## Esercizio 1:
Nel brano fornito, chi firma i volteggi del violino che accompagnano lo spettacolo?
## Esercizio 2:
Individua tra le voci ogni riga che contiene la stringa "handbag" e riportala. Maiuscole e minuscole contano.

## Brano fornito:
------------------------------------------------------------

Un preciso, buon allestimento della “Bottega” da parte di Maurizio Scaparro con Pino Micol nel ruolo di don Marzio e il venticello della calunnia e del pettegolezzo sull’onda del violino di Nicola Piovani
Un violino assiduo e ronzante volteggia come un bombo tra le porte e le finestre che danno sul piazzale veneziano dove si avvicendano i protagonisti de La bottega del caffè; fino al 21 giugno questa commedia goldoniana – risalente al 1750 – si offrirà allo sguardo del pubblico del Piccolo Teatro Grassi nella scrupolosa versione proposta dalla Fondazione Teatro della Toscana, diretta con una levità millimetricamente calcolata da Maurizio Scaparro.
Quel violino sopraindicato – i cui insistenti volteggi sono firmati da Nicola Piovani – è facilmente identificabile con l’onnipresente Don Marzio, gentiluomo napoletano interpretato con tutti i sacri crismi da Pino Micol, la cui carriera è intrecciata con quella di Scaparro fin dal 1972, anno in cui Scaparro dirigeva lo Stabile di Bolzano.

------------------------------------------------------------

## Voci mostrate:

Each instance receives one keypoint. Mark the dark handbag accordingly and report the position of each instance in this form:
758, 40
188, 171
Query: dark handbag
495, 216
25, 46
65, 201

------------------------------------------------------------

## Risposta corretta 1:
Nicola Piovani.

## Risposta corretta 2:
Each instance receives one keypoint. Mark the dark handbag accordingly and report the position of each instance in this form:
Query: dark handbag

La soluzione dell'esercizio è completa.